EXCERPTED PASSAGE:
Laguna Beach native Cole McKechnie inducted into Naval Academy class of 2025
Laguna Beach native Cole McKechnie was used to a life that threw twists and turns his way.
He spent about a decade in Europe, and a brief stint in Pennsylvania, before returning to the local seaside community where his mother grew up.
His family has now been back in Laguna Beach for six years, but a well-traveled childhood will embolden one to feed that wanderlust.
There will be big adventure and big responsibility in the future for McKechnie, who was recently inducted into the U.S. Naval Academy class of 2025.
McKechnie committed to the Navy men’s water polo program ahead of fall signing day last year. A four-year varsity player, he helped the Santa Margarita Eagles win the Trinity League as a two-meter defender in the coronavirus pandemic-shortened season.
“He is not a kid who sits still,” McKechnie’s mother, Alyse, said. “If he is not playing water polo or doing his work, he is trying to skydive or spearfish or be with his friends.”
Attending and competing for the Naval Academy comes with a five-year commitment of service time. There was already a family history in the Navy. McKechnie’s maternal grandfather Winthrop Orgera (Naval Academy class of 1963) was in the military from 1963 through 1969, serving two tours in Vietnam on a carrier as a pilot.
Orgera fondly remembered a family picture of his grandson attending an Army-Navy football game watch party when he was just 2 years old.
McKechnie’s father, Chris, noted that his son had always had an aptitude for history. Orgera echoed those sentiments when he recalled a visit to Normandy.
“When we were in Europe, we went on a trip to Normandy, and he was able to tell the guide about everything that had happened there, so he is well-versed … in history,” Orgera said. “We’ve talked quite a bit about the Academy and being in the service. I wasn’t at all surprised that that was the route he chose.”

DATA:
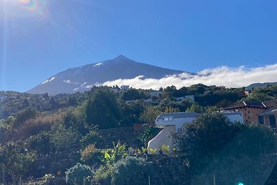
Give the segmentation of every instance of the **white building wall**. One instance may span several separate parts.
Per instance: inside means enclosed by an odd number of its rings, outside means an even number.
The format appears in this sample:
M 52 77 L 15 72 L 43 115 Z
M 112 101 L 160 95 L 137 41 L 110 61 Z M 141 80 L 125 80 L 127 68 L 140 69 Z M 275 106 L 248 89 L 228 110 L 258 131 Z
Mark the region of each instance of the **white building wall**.
M 155 124 L 156 125 L 173 125 L 176 126 L 176 130 L 181 127 L 184 124 L 192 122 L 195 117 L 186 117 L 186 118 L 171 118 L 172 120 L 170 121 L 163 121 L 163 119 L 156 119 Z
M 176 130 L 175 125 L 165 126 L 165 127 L 152 139 L 148 142 L 148 148 L 157 149 L 155 154 L 159 151 L 163 145 L 169 146 L 169 153 L 172 152 L 173 137 L 172 133 Z M 148 154 L 150 152 L 148 151 Z

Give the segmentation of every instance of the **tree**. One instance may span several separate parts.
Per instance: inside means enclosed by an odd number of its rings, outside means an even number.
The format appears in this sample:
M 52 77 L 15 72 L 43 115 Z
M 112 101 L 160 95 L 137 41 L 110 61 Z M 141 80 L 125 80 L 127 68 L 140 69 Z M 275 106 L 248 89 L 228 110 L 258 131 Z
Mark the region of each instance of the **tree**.
M 12 127 L 17 127 L 23 122 L 34 118 L 37 114 L 37 112 L 34 108 L 28 107 L 26 108 L 15 116 L 15 119 L 13 123 L 12 124 Z
M 136 89 L 129 89 L 125 91 L 122 95 L 122 99 L 125 101 L 145 99 L 146 98 L 147 96 L 143 93 L 143 91 Z
M 161 112 L 157 107 L 148 107 L 141 116 L 141 120 L 143 123 L 148 123 L 152 125 L 155 125 L 155 120 Z
M 100 129 L 119 125 L 121 112 L 114 94 L 108 90 L 98 90 L 84 106 L 84 117 L 89 125 L 99 125 Z
M 175 134 L 176 146 L 193 167 L 212 160 L 240 130 L 222 114 L 202 114 L 191 123 L 185 124 Z
M 26 174 L 36 157 L 35 153 L 28 152 L 15 142 L 0 145 L 0 166 L 12 177 L 14 184 L 16 184 L 17 178 Z

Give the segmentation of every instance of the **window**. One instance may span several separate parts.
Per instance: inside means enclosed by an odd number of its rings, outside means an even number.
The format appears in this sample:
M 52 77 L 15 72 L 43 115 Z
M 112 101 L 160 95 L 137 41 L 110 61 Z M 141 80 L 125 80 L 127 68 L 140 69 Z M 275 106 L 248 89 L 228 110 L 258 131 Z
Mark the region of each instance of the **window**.
M 265 124 L 264 116 L 258 116 L 258 120 L 259 121 L 260 124 Z
M 163 121 L 173 121 L 173 117 L 166 117 L 163 118 Z
M 276 127 L 276 119 L 275 116 L 269 116 L 269 125 L 271 127 Z

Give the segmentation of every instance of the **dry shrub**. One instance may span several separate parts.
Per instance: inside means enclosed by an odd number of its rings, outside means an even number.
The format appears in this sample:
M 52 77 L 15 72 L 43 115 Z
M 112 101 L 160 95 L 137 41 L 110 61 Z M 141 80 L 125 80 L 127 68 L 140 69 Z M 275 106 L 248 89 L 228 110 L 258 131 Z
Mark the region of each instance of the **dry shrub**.
M 61 114 L 52 114 L 27 120 L 15 130 L 12 138 L 15 140 L 24 139 L 30 136 L 38 134 L 42 131 L 49 131 L 53 124 L 60 121 L 61 119 Z

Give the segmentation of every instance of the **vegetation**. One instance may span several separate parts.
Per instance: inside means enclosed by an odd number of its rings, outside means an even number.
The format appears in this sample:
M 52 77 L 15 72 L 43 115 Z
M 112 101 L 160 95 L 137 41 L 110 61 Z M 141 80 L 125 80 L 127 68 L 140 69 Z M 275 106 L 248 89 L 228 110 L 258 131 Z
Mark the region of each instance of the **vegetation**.
M 28 180 L 36 184 L 62 184 L 65 177 L 71 184 L 145 184 L 149 179 L 151 184 L 208 184 L 216 174 L 219 184 L 232 184 L 238 177 L 253 184 L 253 174 L 267 169 L 273 171 L 265 184 L 276 184 L 276 134 L 265 126 L 232 124 L 215 111 L 240 100 L 277 99 L 277 85 L 254 89 L 250 96 L 244 88 L 202 84 L 160 91 L 154 97 L 151 90 L 114 93 L 108 87 L 56 96 L 0 91 L 0 184 L 31 176 L 39 178 Z M 189 95 L 194 102 L 177 100 Z M 157 150 L 146 149 L 160 131 L 156 118 L 180 111 L 201 114 L 175 136 L 175 155 L 168 155 L 168 146 L 159 149 L 163 155 L 145 155 Z M 143 129 L 133 133 L 134 123 Z

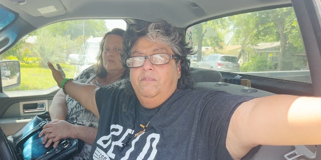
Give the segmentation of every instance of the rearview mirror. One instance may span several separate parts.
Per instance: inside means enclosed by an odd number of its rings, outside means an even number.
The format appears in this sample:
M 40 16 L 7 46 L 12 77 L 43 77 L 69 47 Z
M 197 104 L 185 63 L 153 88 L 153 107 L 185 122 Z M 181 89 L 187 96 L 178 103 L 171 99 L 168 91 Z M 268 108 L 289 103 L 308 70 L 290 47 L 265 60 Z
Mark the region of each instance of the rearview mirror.
M 20 64 L 18 60 L 0 60 L 3 90 L 20 86 Z

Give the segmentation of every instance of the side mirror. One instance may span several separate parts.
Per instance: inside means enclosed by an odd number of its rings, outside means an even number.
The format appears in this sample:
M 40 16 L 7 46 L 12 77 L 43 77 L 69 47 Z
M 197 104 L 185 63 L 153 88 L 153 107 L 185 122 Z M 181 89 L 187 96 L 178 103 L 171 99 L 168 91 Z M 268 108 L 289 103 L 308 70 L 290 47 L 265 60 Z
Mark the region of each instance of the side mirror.
M 20 64 L 18 60 L 0 60 L 3 90 L 20 86 Z

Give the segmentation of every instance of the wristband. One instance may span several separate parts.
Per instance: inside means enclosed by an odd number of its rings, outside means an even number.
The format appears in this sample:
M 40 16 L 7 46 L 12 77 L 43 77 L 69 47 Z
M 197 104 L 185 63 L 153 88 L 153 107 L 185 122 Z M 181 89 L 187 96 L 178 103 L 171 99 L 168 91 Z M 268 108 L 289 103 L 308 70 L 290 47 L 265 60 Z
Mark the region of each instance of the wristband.
M 66 86 L 66 84 L 67 82 L 73 80 L 74 80 L 74 79 L 73 78 L 65 78 L 61 82 L 61 88 L 62 88 L 62 90 L 64 92 L 64 93 L 65 93 L 65 94 L 67 94 L 66 90 L 65 90 L 65 86 Z

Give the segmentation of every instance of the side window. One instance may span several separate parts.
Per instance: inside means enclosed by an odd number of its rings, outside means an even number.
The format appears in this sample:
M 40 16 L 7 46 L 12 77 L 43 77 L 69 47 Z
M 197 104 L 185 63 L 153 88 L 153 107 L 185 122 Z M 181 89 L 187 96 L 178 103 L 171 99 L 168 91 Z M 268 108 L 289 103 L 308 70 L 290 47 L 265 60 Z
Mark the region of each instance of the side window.
M 205 22 L 188 28 L 186 39 L 199 58 L 191 62 L 191 66 L 311 82 L 301 32 L 292 7 Z M 239 68 L 202 64 L 205 62 L 201 57 L 207 60 L 214 54 L 233 56 L 229 58 L 238 63 L 233 67 Z
M 27 35 L 0 55 L 0 60 L 18 60 L 21 68 L 20 85 L 3 88 L 4 92 L 46 90 L 56 86 L 47 65 L 48 62 L 60 64 L 66 77 L 74 78 L 80 72 L 79 68 L 83 70 L 84 66 L 88 67 L 95 62 L 92 60 L 95 60 L 99 45 L 95 45 L 96 42 L 89 44 L 91 40 L 98 38 L 100 42 L 105 33 L 115 28 L 126 30 L 126 23 L 121 20 L 65 21 L 48 25 Z M 85 46 L 88 45 L 90 47 L 86 50 Z M 85 56 L 87 52 L 92 55 Z

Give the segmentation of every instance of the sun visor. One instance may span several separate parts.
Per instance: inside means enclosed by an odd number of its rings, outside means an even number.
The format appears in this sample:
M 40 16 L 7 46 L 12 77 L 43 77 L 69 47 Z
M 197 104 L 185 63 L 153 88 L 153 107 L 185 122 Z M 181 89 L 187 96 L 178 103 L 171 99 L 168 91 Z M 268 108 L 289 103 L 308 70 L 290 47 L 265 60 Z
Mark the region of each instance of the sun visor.
M 33 16 L 51 17 L 66 13 L 65 7 L 59 0 L 10 0 L 20 9 Z

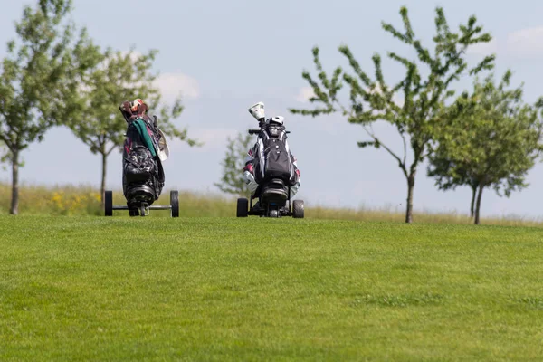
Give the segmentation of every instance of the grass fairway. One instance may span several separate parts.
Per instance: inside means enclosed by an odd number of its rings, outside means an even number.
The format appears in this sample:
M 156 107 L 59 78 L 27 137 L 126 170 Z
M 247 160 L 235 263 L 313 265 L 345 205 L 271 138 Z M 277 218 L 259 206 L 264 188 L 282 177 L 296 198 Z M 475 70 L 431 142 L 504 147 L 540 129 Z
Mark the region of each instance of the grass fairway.
M 543 232 L 0 216 L 0 360 L 541 361 Z

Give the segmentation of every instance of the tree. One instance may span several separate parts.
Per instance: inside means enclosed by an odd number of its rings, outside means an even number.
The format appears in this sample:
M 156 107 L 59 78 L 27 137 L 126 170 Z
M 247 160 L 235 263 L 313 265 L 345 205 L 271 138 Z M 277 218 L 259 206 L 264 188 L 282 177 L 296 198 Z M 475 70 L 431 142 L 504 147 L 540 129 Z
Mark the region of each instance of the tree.
M 177 99 L 172 107 L 161 106 L 160 90 L 154 85 L 157 74 L 151 72 L 156 50 L 138 54 L 107 49 L 101 52 L 91 43 L 82 44 L 74 52 L 74 62 L 87 69 L 74 71 L 64 87 L 63 99 L 67 108 L 62 119 L 73 134 L 87 145 L 90 152 L 101 157 L 100 195 L 102 204 L 106 188 L 108 157 L 122 150 L 127 123 L 119 110 L 123 100 L 143 99 L 151 111 L 158 112 L 158 127 L 165 135 L 187 142 L 199 143 L 187 137 L 186 129 L 173 123 L 183 111 Z
M 302 77 L 315 92 L 315 96 L 310 99 L 310 101 L 320 103 L 321 106 L 314 110 L 291 111 L 312 117 L 341 111 L 350 123 L 361 125 L 370 139 L 359 142 L 358 146 L 384 148 L 397 161 L 405 176 L 405 222 L 411 223 L 417 168 L 431 151 L 428 145 L 433 138 L 435 125 L 440 121 L 439 115 L 445 101 L 454 95 L 452 86 L 460 77 L 491 69 L 494 56 L 485 57 L 472 68 L 470 68 L 465 61 L 466 51 L 471 45 L 491 40 L 491 35 L 483 33 L 482 27 L 476 24 L 475 16 L 470 17 L 467 24 L 461 24 L 458 32 L 454 33 L 449 28 L 443 8 L 437 7 L 436 34 L 433 37 L 434 48 L 432 52 L 416 38 L 405 7 L 400 9 L 400 14 L 404 23 L 403 32 L 396 30 L 390 24 L 382 23 L 382 26 L 386 32 L 412 47 L 416 52 L 418 61 L 410 60 L 395 52 L 388 52 L 390 59 L 405 68 L 403 80 L 389 86 L 383 75 L 381 56 L 376 53 L 372 58 L 375 66 L 375 80 L 372 80 L 361 69 L 347 45 L 341 45 L 339 52 L 347 57 L 354 74 L 344 72 L 338 67 L 332 76 L 329 77 L 320 63 L 319 48 L 315 47 L 313 57 L 319 81 L 314 80 L 307 71 L 302 72 Z M 346 106 L 338 99 L 343 81 L 350 88 L 349 106 Z M 398 92 L 403 93 L 401 101 L 398 101 Z M 377 120 L 388 122 L 396 129 L 403 139 L 403 154 L 394 151 L 390 145 L 385 145 L 374 133 L 371 125 Z M 410 163 L 407 161 L 408 146 L 413 157 Z
M 439 149 L 439 152 L 443 148 Z M 435 178 L 435 185 L 440 190 L 454 190 L 459 186 L 469 186 L 472 189 L 470 202 L 470 217 L 475 215 L 475 197 L 479 189 L 479 182 L 462 167 L 454 164 L 444 155 L 433 153 L 428 157 L 430 166 L 427 168 L 429 177 Z M 453 170 L 453 172 L 452 172 Z
M 221 191 L 227 194 L 249 195 L 249 188 L 242 178 L 242 170 L 245 167 L 247 151 L 252 146 L 251 135 L 239 133 L 235 138 L 228 138 L 226 154 L 221 165 L 223 166 L 223 177 L 221 182 L 215 183 Z
M 7 43 L 0 65 L 0 140 L 7 148 L 3 157 L 11 165 L 10 214 L 19 212 L 21 152 L 42 141 L 54 122 L 57 90 L 71 64 L 73 25 L 65 22 L 71 0 L 40 0 L 25 5 L 15 23 L 18 42 Z
M 464 92 L 448 110 L 448 122 L 442 125 L 429 158 L 428 175 L 440 189 L 472 187 L 475 224 L 481 223 L 484 188 L 509 197 L 527 187 L 526 175 L 543 151 L 543 99 L 525 104 L 522 85 L 508 89 L 510 78 L 508 71 L 498 85 L 491 75 L 476 80 L 473 92 Z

TRY IT: From the article about Cole McKechnie's Naval Academy induction, reproduce word for word the passage that starts with "Laguna Beach native Cole McKechnie inducted" and goes on through "turns his way.".

RESPONSE TO THE EXERCISE:
Laguna Beach native Cole McKechnie inducted into Naval Academy class of 2025
Laguna Beach native Cole McKechnie was used to a life that threw twists and turns his way.